• Exercise requirements
Rewrite all the records below as a two-column CSV with the columns text and answer, one row per record. Put each record's text and its answer in one quoted field each, replace line breaks with spaces, and omit the pictures.

• Data shown
%%

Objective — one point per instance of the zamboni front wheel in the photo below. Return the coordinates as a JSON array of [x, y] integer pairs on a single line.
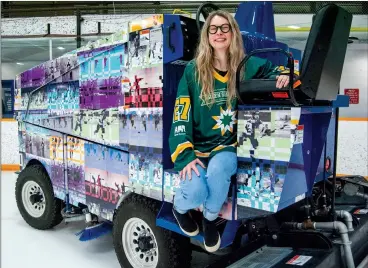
[[35, 198], [139, 242]]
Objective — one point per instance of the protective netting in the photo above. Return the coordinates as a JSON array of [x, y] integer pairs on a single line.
[[46, 8]]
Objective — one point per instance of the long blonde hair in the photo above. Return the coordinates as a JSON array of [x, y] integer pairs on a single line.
[[205, 56]]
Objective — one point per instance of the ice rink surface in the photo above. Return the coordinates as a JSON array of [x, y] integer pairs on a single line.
[[23, 246]]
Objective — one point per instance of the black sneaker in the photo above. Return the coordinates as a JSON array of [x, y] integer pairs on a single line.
[[186, 223], [212, 239]]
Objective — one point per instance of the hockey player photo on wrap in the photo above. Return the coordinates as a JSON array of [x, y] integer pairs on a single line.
[[63, 123], [63, 97], [260, 184], [282, 123], [155, 54], [76, 183], [123, 127], [264, 134], [56, 148], [75, 150], [69, 68], [145, 127]]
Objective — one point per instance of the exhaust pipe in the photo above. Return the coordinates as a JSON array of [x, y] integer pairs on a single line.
[[328, 226], [348, 219]]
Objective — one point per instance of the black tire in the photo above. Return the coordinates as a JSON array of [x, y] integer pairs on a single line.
[[52, 214], [174, 250]]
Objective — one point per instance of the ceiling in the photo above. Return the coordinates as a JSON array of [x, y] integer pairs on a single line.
[[11, 9], [36, 50]]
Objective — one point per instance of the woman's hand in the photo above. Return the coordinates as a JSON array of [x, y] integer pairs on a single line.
[[189, 167], [282, 81]]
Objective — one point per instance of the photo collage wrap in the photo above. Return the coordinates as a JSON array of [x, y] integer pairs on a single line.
[[97, 125], [62, 69], [100, 78], [265, 134], [260, 184], [75, 161], [146, 171], [114, 97], [106, 178], [47, 147], [145, 48], [265, 138]]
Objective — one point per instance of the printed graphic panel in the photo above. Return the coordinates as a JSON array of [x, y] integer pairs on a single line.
[[63, 98], [265, 134], [100, 79], [145, 127], [260, 184], [106, 178], [145, 171], [76, 159]]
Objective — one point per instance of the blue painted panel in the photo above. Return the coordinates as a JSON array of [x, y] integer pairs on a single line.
[[176, 38], [256, 17]]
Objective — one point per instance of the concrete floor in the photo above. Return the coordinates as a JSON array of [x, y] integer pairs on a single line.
[[23, 246]]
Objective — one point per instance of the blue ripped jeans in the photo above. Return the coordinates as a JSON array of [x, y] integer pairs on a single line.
[[210, 188]]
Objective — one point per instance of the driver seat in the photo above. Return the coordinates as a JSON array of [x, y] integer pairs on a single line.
[[321, 67]]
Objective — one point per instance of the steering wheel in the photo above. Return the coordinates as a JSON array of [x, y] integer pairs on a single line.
[[205, 9]]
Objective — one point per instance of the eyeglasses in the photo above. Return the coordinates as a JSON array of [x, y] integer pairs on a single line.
[[225, 28]]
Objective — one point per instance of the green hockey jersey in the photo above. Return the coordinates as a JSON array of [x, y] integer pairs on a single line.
[[200, 131]]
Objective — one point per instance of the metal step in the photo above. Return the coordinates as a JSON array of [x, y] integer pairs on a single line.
[[265, 257]]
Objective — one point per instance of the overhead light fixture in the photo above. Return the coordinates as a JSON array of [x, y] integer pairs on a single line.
[[293, 27]]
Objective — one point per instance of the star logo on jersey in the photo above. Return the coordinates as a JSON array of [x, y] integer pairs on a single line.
[[225, 121]]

%%

• Result of the task
text,answer
"Objective — one point per instance of the zamboni front wheel in the photo below. Return the coordinates as a JSON array of [x, y] integer pairs on a single line.","[[35, 198], [139, 242]]"
"Objective — one point per instance of the protective netting in the photo above. Return the coordinates as a JSON array of [x, y] integer pairs on a single line.","[[46, 8]]"
"Objective — one point per instance of the long blonde hair in the photo above. Return the coordinates as a JSON array of [x, y] integer pairs on a single line.","[[205, 56]]"
"Objective — one point per instance of the ice rink surface in the photo above. Return the coordinates as a JSON array of [x, y] integer pairs on a single line.","[[23, 246]]"
"Objective — one point per instance of the black sneaker in the photo above. Return the coordinates as a JSON array of [x, y] integer pairs on a single line.","[[186, 223], [212, 239]]"
"Objective — one point per instance of the hockey player photo on wrap in the photo above. Return the coordinates as a JSON array of [x, y] integer pairs on a single line.","[[63, 123], [63, 97], [260, 184], [282, 123], [155, 54], [76, 183], [123, 127], [264, 134], [56, 148], [75, 150], [69, 68], [145, 127]]"
"Objective — one point per instance of the exhaust pipe in the photo above. Return the coordinates as a JSON array of [x, y] integer pairs on a single line.","[[328, 226], [348, 219]]"
"Objective — one point per instance of the black tire in the photo above. Return the coordinates as a JSON array of [x, y] integer pairs on a single line.","[[52, 214], [174, 250]]"
"Objective — one point per instance of the ceiling in the photo above. Return the coordinates as a JSON array of [x, y] integer pairs on a single line.","[[11, 9], [36, 50]]"
"Objective — one point per instance of the woman's hand in the photo above. Return the coordinates as a JSON array of [x, y] integer pairs on a single line.","[[189, 167], [282, 81]]"
"Objective — one point per instance of the photo collage wrap in the photo above. Return the coordinates as a JSON array of [x, y] integer pairs on a single line.","[[97, 125], [62, 69], [100, 78], [265, 134], [260, 184], [75, 161], [146, 171], [114, 97], [106, 178], [47, 147], [145, 48], [265, 138]]"
"Objective — one point per instance of the printed graphic panel in the photo above. Return the coordinates as a JSON array of [x, y] integer pairs on a single line.","[[63, 98], [265, 134], [100, 79], [145, 127], [260, 184], [106, 178], [145, 171], [76, 159]]"
"Objective — one point per instance of the blue painted panel in the photo above. Return the coordinates as a JSON array of [x, y] integer pairs on a single line.","[[176, 38], [256, 17]]"
"Objective — one point per instance of the concrete floor in the photo above. Return the coordinates as a JSON array of [x, y] integer pairs on a single line.","[[23, 246]]"
"Objective — one point per instance of the blue ripped jeans in the photo above. Return the coordinates as a JSON array of [x, y] integer pairs on a single line.","[[210, 188]]"
"Objective — one point per instance of the driver seat in the photo above. Return the coordinates as a JSON array of [x, y] integer pairs on a single line.","[[321, 67]]"
"Objective — one point per instance of the steering wheel in the photo above. Return the coordinates as a JSON array of [x, y] integer pairs on a single line.","[[205, 9]]"
"Objective — one point per instance of the eyeglasses in the photo above. Return the coordinates as a JSON array of [x, y] integer pairs on a single line.","[[225, 28]]"
"Objective — one point per instance of the green hockey jersey in the photo above. Return the coordinates as a JSON array of [x, y] integer pairs on a single line.","[[200, 131]]"
"Objective — one point per instance of the metal step in the photo above. Return the coordinates as a JSON array of [x, y] integer pairs on a single line.","[[265, 257]]"
"Objective — one point per instance of the overhead light fixture in the photo above. Return the coordinates as a JSON array of [x, y] integer pairs on a single line.","[[293, 27]]"
"Objective — one point per instance of the star logo on jersey in the photo above. Return the coordinates as a JSON array of [x, y] integer pairs on a single line.","[[225, 121]]"